PAGE EXTRACT>
*** Begin section ***
Locomotor Behavior: How Animals Move and Adapt
Explore how animal movement results from an interplay between innate motor programs and sensory feedback used to navigate and adapt to the world.
Explore how animal movement results from an interplay between innate motor programs and sensory feedback used to navigate and adapt to the world.
Locomotor behavior is the active, self-propelled movement of an organism from one location to another. This capacity for movement is fundamental to most animal species, serving survival-related functions including finding food, seeking mates, and escaping predators. The expression of this behavior is diverse, shaped by an animal’s physical form and the environment it inhabits, representing a direct interaction with its surroundings.
Movement on land, or terrestrial locomotion, contends with gravity, requiring robust skeletal and muscular systems. Walking is a common form, while running is a faster gait exemplified by the cheetah, which utilizes elastic energy in its tendons. Hopping is used by kangaroos, characterized by powerful hind limbs and a long tail for balance. Crawling and slithering, seen in snakes, involves using the body surface to generate friction for propulsion.
Aquatic locomotion involves moving through water, a dense medium that presents drag. Fish use body and caudal fin (BCF) propulsion, creating undulations to generate thrust, from an eel’s whole-body wave to a salmon’s tail-focused movement. While fish undulate laterally, marine mammals like dolphins flex their spines vertically due to their terrestrial ancestry. Other animals, like sea turtles, use flippers as hydrofoils to generate lift-based thrust.
*** End section ***
DATA PROVIDED>
*** Begin section ***
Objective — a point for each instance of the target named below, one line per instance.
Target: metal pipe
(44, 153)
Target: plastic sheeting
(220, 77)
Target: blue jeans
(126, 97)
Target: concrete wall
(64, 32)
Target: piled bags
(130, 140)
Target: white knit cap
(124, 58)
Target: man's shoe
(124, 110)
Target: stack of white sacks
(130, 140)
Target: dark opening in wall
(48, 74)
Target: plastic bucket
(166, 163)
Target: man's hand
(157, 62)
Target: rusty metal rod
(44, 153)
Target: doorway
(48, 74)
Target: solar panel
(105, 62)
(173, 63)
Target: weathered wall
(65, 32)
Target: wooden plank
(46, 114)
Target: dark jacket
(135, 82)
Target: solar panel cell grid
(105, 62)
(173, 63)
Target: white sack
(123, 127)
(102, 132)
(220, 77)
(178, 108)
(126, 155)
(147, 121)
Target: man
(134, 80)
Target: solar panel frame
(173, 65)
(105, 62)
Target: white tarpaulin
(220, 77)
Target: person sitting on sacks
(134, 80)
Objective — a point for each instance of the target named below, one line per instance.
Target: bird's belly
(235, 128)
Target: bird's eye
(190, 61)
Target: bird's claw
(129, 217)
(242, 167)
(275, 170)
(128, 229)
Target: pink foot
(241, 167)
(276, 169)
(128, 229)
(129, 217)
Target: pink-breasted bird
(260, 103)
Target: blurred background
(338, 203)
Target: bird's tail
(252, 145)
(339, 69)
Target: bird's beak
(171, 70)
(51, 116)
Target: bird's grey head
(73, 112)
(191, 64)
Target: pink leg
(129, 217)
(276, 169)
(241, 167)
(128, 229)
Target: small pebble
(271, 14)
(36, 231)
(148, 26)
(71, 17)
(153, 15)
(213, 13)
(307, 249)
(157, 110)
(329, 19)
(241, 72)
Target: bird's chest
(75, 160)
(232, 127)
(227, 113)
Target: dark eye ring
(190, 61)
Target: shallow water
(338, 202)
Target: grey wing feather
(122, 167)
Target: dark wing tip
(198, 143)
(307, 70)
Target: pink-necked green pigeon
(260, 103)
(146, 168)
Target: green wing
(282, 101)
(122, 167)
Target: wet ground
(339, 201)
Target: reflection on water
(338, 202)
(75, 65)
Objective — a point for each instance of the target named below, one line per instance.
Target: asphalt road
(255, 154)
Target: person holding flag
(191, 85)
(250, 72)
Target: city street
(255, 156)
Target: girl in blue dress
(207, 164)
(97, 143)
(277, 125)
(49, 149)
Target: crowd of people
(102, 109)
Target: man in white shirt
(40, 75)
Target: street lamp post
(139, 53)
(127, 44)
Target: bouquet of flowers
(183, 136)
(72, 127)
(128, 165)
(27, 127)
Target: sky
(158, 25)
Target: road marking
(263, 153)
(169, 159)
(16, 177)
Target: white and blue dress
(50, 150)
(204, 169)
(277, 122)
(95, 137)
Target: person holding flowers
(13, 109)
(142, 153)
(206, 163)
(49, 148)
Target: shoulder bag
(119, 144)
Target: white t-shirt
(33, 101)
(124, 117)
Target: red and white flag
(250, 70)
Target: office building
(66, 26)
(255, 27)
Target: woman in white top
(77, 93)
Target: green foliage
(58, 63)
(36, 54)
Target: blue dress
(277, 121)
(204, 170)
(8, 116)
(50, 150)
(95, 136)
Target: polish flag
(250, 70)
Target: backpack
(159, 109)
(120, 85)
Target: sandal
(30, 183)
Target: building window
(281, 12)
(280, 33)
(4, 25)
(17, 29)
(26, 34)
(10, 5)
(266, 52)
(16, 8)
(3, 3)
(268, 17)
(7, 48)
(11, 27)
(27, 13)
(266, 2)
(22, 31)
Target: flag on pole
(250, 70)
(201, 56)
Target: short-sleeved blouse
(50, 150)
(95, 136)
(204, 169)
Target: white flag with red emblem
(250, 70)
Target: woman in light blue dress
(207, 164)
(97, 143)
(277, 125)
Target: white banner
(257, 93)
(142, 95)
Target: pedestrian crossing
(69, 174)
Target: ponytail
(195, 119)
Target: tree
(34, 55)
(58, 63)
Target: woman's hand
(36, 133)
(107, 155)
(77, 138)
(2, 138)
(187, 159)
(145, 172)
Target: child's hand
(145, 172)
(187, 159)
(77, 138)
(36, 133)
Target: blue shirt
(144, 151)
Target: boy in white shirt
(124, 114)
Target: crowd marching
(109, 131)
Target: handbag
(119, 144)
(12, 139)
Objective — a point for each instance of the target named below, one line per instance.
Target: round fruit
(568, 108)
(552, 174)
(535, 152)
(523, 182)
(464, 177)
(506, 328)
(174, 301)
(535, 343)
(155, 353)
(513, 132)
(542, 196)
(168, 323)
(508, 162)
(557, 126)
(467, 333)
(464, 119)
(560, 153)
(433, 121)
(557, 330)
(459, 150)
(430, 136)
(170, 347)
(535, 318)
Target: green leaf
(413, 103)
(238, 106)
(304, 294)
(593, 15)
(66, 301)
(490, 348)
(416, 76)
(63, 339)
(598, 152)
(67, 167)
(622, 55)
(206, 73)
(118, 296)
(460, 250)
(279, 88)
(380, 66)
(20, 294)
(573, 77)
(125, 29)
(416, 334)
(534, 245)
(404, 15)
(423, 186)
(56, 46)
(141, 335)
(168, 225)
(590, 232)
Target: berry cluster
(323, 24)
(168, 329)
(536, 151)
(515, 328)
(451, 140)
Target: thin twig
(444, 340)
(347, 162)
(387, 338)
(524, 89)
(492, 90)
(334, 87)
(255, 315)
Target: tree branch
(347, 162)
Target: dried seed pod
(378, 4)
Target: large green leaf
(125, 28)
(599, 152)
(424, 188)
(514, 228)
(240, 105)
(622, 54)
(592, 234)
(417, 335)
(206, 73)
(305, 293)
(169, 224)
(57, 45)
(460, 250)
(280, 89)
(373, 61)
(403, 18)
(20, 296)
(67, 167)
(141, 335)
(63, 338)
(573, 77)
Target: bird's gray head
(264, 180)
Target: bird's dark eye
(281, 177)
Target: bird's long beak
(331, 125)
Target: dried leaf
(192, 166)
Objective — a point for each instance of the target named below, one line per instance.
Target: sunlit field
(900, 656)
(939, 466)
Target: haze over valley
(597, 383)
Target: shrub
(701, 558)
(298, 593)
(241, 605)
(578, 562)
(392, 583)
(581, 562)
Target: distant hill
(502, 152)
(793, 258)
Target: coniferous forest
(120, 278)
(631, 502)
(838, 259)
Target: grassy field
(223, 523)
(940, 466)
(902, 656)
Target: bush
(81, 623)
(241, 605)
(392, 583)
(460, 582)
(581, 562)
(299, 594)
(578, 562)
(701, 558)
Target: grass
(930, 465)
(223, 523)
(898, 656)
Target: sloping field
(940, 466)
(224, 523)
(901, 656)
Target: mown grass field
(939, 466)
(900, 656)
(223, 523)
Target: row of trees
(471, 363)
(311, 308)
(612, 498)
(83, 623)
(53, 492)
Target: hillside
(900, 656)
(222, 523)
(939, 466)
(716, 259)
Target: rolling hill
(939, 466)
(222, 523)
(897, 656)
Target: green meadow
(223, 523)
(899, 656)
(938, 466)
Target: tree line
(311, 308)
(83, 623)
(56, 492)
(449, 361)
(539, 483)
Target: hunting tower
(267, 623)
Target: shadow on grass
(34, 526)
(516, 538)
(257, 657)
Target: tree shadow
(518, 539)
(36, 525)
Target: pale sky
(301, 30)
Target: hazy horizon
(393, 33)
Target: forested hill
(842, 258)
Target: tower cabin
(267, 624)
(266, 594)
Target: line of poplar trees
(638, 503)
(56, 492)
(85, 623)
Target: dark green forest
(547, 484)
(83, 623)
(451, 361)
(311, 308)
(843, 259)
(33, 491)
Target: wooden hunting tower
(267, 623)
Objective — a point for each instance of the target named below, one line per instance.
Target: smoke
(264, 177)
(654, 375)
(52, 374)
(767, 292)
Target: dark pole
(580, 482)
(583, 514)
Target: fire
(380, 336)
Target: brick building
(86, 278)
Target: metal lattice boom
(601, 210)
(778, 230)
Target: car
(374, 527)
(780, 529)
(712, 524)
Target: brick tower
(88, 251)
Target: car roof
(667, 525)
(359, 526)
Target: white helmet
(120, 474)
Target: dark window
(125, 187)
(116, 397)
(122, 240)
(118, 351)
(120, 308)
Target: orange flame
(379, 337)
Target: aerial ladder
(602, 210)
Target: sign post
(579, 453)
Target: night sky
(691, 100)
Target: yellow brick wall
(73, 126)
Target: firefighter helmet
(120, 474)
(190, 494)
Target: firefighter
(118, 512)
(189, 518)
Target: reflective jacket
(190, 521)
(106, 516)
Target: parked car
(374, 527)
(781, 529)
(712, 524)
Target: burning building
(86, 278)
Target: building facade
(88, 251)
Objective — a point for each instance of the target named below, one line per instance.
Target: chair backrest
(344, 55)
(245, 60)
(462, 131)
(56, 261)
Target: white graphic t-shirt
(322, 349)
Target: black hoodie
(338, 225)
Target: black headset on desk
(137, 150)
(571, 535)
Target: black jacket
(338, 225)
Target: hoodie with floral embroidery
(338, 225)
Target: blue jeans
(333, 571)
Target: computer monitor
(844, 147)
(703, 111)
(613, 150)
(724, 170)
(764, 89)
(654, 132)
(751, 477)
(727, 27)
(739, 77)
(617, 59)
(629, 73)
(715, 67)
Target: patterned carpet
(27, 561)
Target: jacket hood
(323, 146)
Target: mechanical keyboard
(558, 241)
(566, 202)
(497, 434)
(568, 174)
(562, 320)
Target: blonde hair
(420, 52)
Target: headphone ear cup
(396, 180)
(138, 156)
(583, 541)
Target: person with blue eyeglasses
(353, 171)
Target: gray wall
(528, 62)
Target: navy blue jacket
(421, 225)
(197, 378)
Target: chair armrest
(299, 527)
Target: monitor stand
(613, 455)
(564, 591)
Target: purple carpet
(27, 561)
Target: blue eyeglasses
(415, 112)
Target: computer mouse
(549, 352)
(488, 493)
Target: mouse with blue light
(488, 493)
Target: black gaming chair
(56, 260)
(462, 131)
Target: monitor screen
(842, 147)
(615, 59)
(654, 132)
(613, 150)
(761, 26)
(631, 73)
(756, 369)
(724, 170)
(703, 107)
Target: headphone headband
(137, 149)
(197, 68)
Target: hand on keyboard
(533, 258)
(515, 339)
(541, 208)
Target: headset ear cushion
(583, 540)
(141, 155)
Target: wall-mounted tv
*** End section ***
WHAT TO DO>
Write out, word for word, the passage of the text on animal locomotion that opens with the words "Locomotor behavior is" and closes with "friction for propulsion.".

WRITTEN SOLUTION>
Locomotor behavior is the active, self-propelled movement of an organism from one location to another. This capacity for movement is fundamental to most animal species, serving survival-related functions including finding food, seeking mates, and escaping predators. The expression of this behavior is diverse, shaped by an animal’s physical form and the environment it inhabits, representing a direct interaction with its surroundings.
Movement on land, or terrestrial locomotion, contends with gravity, requiring robust skeletal and muscular systems. Walking is a common form, while running is a faster gait exemplified by the cheetah, which utilizes elastic energy in its tendons. Hopping is used by kangaroos, characterized by powerful hind limbs and a long tail for balance. Crawling and slithering, seen in snakes, involves using the body surface to generate friction for propulsion.